# [SHORT PROBLEM A]
Translate this sentence from the Dazu travel account into French: "The private ownership of the machine would have been unthinkable during the Cultural Revolution."
# [SHORT PROBLEM B]
Express every line of the entries that follow the Dazu travel account as a Markdown table with the columns Row and Entry line, leaving out any blank lines.

# [EXCERPT TO READ]

Dazu Day: Power Cut, Breakfast By Candle Light; Rice Spread Out On Street; Group Of Women On Stone Pavement By Open Door
August, 1987.
The Dazu day started being very misty and with a power cut. We were only in Dazu for one night and stayed at the Guest House, which did not claim to be of five star quality, but it was clean, tidy and comfortable, with excellent food. When I looked through the window in the early morning, the roofs of houses with their blue black curved tiles were shrouded with mist, and from two of the chimneys, a rising thin twist of smoke, signalled that the household was cooking breakfast. The whole scene looked very grey and dull but it had its own magical charm. We had already discovered that the lights in our room were not working, but it was still a delightful surprise to find, when we entered the dining room for breakfast, the whole room lit up with candle light. Power cuts in the town were not unusual, as the increasing demand for power exceeded supply, so the guest house staff were well prepared.
The Dazu day quite quickly cleared of mist so by the time breakfast was over, and we walked along the streets, there was plenty of activity going on to attract our attention; the Chinese working day starts very early. The previous afternoon we had seen the rice being gathered up off the streets, having been laid out to dry in the sun, and more was being spread out for the days baking, totally ignored by cyclists who rode right over the grain. We had witnessed this practice many times before, but whenever we came to a patch of rice, our instinct was to negotiate a way around it.
In front of one house, a woman and a youth were busy winnowing grain, but I do not know whether the machine they were using belonged to them, or whether it was a community loan, as we saw only two such machines during all the time of our visit. The private ownership of the machine would have been unthinkable during the Cultural Revolution. At the time of our visit, ownership of anything was dictated by the cost, as most families were not even in a position to own a bicycle, so people walked for miles visiting families or local markets.
While we were walking along the main street, we passed an open fronted barber's in which a
youngster was having a haircut. My Chinese friend Trung, who had come with me from the UK, had shoulder length hair, something the locals were not accustomed to seeing on a Chinese man, so when
the barber saw Trung he beckoned to him to come and have his haircut, which Trung politely declined ! Trung's hair might even have been the topic of conversation of a group of women with their children, gathered at the front of one of the street houses, some sitting on chairs on the stone slabbed pavement, but we shall never know, because of the constant handicap of different languages.

# [DATASET]
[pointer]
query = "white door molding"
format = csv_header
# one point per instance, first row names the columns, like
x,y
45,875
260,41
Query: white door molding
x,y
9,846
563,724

# [RESPONSE A]
La propriété privée de la machine aurait été impensable pendant la Révolution culturelle.

# [RESPONSE B]
| Row | Entry line |
|---|---|
| 1 | [pointer] |
| 2 | query = "white door molding" |
| 3 | format = csv_header |
| 4 | # one point per instance, first row names the columns, like |
| 5 | x,y |
| 6 | 45,875 |
| 7 | 260,41 |
| 8 | Query: white door molding |
| 9 | x,y |
| 10 | 9,846 |
| 11 | 563,724 |